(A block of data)

>> begin

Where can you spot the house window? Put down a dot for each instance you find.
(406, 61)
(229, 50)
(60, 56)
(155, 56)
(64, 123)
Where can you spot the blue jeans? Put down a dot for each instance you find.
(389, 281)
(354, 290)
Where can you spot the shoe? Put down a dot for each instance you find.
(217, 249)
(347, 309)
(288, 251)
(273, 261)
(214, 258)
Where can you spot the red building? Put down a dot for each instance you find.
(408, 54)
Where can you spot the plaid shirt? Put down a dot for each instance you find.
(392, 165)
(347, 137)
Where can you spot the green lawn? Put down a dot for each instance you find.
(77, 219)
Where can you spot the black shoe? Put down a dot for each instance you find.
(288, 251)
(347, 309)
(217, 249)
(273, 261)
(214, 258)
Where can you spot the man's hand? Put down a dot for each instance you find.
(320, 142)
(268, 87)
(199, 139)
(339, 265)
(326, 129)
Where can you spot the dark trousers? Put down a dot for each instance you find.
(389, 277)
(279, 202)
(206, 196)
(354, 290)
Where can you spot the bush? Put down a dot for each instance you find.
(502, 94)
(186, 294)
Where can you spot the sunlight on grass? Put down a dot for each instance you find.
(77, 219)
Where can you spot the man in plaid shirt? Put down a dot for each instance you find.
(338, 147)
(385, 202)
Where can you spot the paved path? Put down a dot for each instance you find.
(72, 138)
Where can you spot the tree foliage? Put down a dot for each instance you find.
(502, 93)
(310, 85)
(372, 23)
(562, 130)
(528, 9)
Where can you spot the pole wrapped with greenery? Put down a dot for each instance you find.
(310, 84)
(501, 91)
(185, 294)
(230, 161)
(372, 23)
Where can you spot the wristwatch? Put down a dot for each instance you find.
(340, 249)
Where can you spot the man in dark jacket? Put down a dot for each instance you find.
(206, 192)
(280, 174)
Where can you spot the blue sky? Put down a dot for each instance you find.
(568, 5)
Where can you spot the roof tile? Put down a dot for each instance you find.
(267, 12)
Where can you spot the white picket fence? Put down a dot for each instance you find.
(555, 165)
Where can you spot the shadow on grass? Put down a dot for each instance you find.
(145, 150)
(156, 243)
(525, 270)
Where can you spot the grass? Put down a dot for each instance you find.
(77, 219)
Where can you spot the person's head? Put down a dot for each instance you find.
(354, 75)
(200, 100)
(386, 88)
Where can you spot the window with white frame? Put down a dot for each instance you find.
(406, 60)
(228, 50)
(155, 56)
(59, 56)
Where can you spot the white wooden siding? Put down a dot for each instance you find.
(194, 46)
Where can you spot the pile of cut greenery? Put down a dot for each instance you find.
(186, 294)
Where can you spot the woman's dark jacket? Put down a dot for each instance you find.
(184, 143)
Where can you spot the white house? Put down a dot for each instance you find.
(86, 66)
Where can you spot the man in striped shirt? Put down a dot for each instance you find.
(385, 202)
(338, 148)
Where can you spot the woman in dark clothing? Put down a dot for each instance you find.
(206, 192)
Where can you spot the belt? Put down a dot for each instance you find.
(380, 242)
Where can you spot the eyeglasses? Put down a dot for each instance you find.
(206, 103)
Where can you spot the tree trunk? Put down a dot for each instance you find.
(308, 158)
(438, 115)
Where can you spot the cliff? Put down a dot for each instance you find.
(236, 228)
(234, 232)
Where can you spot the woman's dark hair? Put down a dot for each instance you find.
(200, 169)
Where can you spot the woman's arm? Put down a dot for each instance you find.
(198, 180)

>> end

● WHAT THIS TASK INVOLVES
Print from the line containing "Where can you spot the woman in" to the last line above, exactly as written.

● RIGHT ANSWER
Where can you spot the woman in dark clothing? Put down a dot for each instance you find.
(206, 192)
Where can you spot the belt? Put down a dot for each instance you find.
(380, 242)
Where can you spot the eyeglasses? Put down a dot for each instance you find.
(206, 103)
Where can you spot the tree trunk? Put down a dot for each instance you find.
(308, 158)
(438, 115)
Where can you spot the cliff? Put down a dot for each instance you find.
(236, 228)
(234, 232)
Where can you spot the woman's dark hair? Put down a dot for each instance you find.
(200, 169)
Where can you spot the woman's arm? Put down a dot for each instance you find.
(198, 180)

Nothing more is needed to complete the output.